▸ **TEXT EXCERPT**:

This blog was offered by Joe Yacura, CEO and founder of the International Association of Data Quality, Governance, and Analytics.

Today’s supply chains are being re-engineered aggressively as a result of the COVID pandemic impacts on business. Decisions need to be made at speeds previously not every seen before.  Humans need to be able to rapidly assess vast amounts of data, and quickly render an actionable decision. Data visualization has made significant progress in recent years in helping with this problem. Managers used to have to look at matrices of data typically limited to two (2) dimensions at a time, to try to gain insights as to what had transpired or estimates of what might occur, then make an educated guess about what to do.

Visualization soon became the norm, but they were usually limited in the information they could convey through the use of relatively basic graphics. As one analytics expert said at a conference- “can we do more than simple pie charts?”  While these basic visualizations of the data helped to convert these matrices into a new level of interpretation/information and insight, there was still a lot to be desired.

Today, well defined and easy to navigate user interfaces on several visualization tools such as Tableau, Klik, and PowerBI have led to a rapid adoption of these tools. The power of these tools has also increased dramatically in their ability to represent data in multiple dimensions simultaneously. This new level of data visualization of multiple dimensions of information greatly assists humans in their decision making process.

But wait! It also leads to the next set of questions, related to how humans and machines engage and interact once these visualizations are produced in real time.  These questions are profound and serve as an important set of guidelines that lead to multiple organizational design and talent management implications.

  • To what extent do we want human intervention in decision making in the future?
  • Can tactical, operational decisions, be made autonomously by advanced machine learning?

▸ **DATA UNDER STUDY**:
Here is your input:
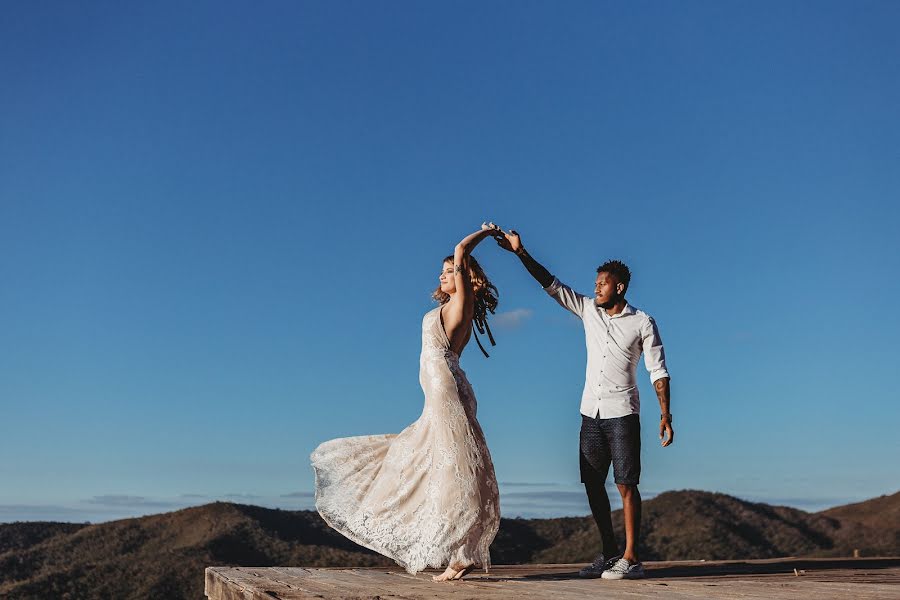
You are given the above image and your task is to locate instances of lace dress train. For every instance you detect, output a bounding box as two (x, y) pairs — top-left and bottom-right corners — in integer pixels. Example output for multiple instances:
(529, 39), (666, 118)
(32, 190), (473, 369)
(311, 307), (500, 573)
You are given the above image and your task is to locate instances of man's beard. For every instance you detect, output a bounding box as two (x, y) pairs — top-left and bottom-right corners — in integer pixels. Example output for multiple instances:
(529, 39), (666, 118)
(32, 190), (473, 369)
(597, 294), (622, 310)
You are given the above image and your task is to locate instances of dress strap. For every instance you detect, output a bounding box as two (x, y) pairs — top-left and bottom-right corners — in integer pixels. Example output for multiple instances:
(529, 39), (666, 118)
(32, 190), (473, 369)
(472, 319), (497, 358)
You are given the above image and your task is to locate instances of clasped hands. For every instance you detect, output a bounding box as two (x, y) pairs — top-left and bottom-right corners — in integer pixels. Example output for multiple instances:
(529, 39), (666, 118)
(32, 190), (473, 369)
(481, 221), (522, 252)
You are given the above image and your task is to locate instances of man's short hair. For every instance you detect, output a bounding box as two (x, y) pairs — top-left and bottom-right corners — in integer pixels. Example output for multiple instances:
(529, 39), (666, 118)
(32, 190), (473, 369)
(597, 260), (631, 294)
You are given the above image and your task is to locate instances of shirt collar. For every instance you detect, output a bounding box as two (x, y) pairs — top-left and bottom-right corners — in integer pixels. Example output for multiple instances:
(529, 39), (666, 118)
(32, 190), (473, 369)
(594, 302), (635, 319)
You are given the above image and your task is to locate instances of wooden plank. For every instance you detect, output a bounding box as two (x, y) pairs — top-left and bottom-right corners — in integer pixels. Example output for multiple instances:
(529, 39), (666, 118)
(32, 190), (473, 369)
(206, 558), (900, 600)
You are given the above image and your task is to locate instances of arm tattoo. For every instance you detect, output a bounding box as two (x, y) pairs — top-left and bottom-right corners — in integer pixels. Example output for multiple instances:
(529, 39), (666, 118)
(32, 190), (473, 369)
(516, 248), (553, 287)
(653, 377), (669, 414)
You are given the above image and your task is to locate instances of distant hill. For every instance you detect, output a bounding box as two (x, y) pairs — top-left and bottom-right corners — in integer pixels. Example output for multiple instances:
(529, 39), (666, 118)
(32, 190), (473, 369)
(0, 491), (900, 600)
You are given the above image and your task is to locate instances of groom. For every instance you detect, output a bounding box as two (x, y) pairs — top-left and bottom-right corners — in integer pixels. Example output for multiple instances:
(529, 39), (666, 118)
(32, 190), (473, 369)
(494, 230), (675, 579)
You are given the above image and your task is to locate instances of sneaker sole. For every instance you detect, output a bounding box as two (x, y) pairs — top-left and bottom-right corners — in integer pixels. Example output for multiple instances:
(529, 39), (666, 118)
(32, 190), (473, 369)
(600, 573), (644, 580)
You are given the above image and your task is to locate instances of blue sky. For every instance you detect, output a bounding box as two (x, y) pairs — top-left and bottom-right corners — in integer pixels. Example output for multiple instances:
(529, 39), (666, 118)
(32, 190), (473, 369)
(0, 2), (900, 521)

▸ **WORK TASK 1**:
Do the following statements agree with the blog post on data visualization? For each, answer yes or no and quote the deciding words from the post. (a) Tableau, Klik, and PowerBI are named as visualization tools. (b) Managers once looked at matrices of data usually limited to three dimensions at a time. (c) An analytics expert at a conference asked whether we can do more than simple bar charts.
▸ **WORK TASK 2**:
Rewrite everything from "This blog was" down to "what to do." in the blog post on data visualization, putting "logistics networks" in place of "supply chains".

▸ **WRITTEN SOLUTION 1**:
(a) Yes: "several visualization tools such as Tableau, Klik, and PowerBI"
(b) No: "typically limited to two (2) dimensions at a time"
(c) No: "can we do more than simple pie charts?"

▸ **WRITTEN SOLUTION 2**:
This blog was offered by Joe Yacura, CEO and founder of the International Association of Data Quality, Governance, and Analytics.

Today’s logistics networks are being re-engineered aggressively as a result of the COVID pandemic impacts on business. Decisions need to be made at speeds previously not every seen before.  Humans need to be able to rapidly assess vast amounts of data, and quickly render an actionable decision. Data visualization has made significant progress in recent years in helping with this problem. Managers used to have to look at matrices of data typically limited to two (2) dimensions at a time, to try to gain insights as to what had transpired or estimates of what might occur, then make an educated guess about what to do.